What needs to be done – All that is wanted is an exact copy of the lines below, starting at the one that contains "Where can the chrome" and running to the end.

-- -- --

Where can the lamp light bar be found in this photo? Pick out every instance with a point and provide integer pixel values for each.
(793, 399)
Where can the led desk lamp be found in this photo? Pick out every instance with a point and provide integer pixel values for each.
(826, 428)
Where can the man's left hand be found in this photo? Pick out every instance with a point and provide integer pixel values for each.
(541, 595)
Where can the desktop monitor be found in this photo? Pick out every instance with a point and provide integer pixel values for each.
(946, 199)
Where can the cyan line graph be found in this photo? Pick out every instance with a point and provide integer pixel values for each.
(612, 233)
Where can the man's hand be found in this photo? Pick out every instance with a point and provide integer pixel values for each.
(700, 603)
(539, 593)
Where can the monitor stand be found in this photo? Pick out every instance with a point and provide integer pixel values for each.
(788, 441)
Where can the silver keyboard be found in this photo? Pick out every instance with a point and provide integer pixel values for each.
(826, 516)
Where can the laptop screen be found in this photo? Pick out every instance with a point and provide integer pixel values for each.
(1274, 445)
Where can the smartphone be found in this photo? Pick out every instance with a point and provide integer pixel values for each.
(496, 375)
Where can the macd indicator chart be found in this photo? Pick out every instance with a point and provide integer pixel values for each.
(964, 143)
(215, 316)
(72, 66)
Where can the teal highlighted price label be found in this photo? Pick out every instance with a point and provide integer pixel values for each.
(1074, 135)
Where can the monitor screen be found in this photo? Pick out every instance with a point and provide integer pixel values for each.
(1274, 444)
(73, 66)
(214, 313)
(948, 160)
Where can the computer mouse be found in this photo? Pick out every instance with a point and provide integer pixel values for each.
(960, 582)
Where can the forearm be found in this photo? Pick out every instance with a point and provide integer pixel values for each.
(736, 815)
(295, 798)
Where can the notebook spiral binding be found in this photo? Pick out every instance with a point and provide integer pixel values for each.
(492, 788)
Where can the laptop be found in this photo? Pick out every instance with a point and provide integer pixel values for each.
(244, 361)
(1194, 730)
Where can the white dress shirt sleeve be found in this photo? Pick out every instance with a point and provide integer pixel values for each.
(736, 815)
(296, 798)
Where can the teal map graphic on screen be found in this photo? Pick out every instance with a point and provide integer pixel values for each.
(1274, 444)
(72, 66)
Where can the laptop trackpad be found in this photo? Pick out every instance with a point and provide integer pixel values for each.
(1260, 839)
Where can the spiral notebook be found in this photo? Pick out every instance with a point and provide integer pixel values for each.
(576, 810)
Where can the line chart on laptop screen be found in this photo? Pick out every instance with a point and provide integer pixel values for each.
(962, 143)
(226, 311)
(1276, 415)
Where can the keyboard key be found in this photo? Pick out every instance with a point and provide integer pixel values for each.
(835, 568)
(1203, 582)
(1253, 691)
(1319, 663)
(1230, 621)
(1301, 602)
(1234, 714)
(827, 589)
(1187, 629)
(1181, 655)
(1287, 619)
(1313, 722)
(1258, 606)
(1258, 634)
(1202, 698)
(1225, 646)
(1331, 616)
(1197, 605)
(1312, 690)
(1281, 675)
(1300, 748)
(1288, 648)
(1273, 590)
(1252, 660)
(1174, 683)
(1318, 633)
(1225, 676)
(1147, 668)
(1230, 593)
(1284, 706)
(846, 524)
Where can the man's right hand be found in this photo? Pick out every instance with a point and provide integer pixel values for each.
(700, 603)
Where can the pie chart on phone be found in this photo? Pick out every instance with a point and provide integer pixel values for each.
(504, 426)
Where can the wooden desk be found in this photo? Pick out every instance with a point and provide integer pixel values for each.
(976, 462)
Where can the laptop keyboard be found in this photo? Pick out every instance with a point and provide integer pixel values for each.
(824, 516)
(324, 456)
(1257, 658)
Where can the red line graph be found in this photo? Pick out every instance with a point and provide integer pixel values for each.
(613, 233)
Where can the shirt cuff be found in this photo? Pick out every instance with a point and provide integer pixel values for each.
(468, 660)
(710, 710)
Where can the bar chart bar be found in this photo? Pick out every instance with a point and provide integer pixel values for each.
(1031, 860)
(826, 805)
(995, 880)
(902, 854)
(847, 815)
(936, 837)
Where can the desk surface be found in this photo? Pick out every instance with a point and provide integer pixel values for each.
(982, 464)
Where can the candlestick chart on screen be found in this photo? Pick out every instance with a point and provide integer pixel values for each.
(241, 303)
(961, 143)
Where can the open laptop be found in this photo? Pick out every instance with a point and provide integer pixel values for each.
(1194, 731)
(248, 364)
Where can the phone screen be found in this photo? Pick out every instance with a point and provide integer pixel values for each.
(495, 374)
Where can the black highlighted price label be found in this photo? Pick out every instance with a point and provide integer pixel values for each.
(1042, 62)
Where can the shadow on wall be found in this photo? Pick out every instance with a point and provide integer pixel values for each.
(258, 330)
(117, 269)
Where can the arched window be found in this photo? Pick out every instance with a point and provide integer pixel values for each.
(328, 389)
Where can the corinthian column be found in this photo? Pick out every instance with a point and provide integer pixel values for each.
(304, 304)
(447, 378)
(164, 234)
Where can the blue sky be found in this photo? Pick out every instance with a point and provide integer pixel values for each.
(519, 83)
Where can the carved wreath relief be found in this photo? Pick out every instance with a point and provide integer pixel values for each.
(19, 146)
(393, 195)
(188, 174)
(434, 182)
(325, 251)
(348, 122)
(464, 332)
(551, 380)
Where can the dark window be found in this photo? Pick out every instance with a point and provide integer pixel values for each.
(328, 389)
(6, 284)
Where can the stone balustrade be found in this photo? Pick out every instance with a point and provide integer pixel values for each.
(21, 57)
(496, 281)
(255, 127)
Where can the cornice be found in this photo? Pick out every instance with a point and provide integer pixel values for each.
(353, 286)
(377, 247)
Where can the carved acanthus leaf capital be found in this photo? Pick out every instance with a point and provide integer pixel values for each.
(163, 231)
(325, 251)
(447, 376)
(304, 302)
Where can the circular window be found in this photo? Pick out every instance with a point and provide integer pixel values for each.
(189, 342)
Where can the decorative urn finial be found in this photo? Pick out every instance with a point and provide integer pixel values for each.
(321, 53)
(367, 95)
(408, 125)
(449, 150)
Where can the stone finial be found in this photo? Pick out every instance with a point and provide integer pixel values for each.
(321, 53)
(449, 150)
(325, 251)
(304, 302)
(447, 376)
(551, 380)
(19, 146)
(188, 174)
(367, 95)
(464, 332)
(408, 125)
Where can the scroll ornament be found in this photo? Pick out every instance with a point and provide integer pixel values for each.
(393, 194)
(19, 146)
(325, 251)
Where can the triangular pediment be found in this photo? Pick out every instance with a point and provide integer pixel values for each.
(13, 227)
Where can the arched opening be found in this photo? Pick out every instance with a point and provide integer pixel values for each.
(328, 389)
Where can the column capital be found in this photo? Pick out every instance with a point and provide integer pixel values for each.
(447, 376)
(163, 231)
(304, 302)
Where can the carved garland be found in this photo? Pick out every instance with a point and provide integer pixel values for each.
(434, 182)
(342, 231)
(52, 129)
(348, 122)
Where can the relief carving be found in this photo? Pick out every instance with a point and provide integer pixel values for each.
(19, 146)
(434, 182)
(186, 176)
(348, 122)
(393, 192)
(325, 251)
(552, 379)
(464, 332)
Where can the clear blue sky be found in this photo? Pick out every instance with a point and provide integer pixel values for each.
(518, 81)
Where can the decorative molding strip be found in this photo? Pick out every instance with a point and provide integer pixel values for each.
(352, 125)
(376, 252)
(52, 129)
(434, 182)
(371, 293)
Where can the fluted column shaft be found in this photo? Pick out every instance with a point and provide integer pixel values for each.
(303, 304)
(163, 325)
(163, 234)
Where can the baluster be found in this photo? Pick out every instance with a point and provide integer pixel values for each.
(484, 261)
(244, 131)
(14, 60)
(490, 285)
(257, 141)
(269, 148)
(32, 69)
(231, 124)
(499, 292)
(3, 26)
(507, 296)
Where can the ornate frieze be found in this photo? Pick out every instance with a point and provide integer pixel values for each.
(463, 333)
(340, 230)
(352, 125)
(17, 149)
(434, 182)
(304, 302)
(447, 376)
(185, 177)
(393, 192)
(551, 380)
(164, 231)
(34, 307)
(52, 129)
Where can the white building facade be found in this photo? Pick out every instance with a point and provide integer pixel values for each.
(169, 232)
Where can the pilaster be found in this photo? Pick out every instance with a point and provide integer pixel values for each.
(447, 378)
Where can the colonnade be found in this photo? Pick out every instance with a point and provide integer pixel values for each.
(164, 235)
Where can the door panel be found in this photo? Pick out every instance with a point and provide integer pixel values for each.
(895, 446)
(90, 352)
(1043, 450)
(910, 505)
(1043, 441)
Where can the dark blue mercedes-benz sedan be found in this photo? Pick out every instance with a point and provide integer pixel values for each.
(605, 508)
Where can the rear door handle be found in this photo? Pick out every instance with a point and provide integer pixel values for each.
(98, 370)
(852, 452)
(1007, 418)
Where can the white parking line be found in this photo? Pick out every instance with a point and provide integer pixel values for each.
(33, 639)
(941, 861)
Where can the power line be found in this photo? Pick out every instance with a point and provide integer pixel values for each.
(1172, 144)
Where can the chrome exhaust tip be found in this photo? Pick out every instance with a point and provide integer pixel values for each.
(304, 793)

-- -- --

Answer –
Where can the chrome exhaust tip be found in this photo? Pick out every instance with a point and provide integer pixel values for each.
(304, 793)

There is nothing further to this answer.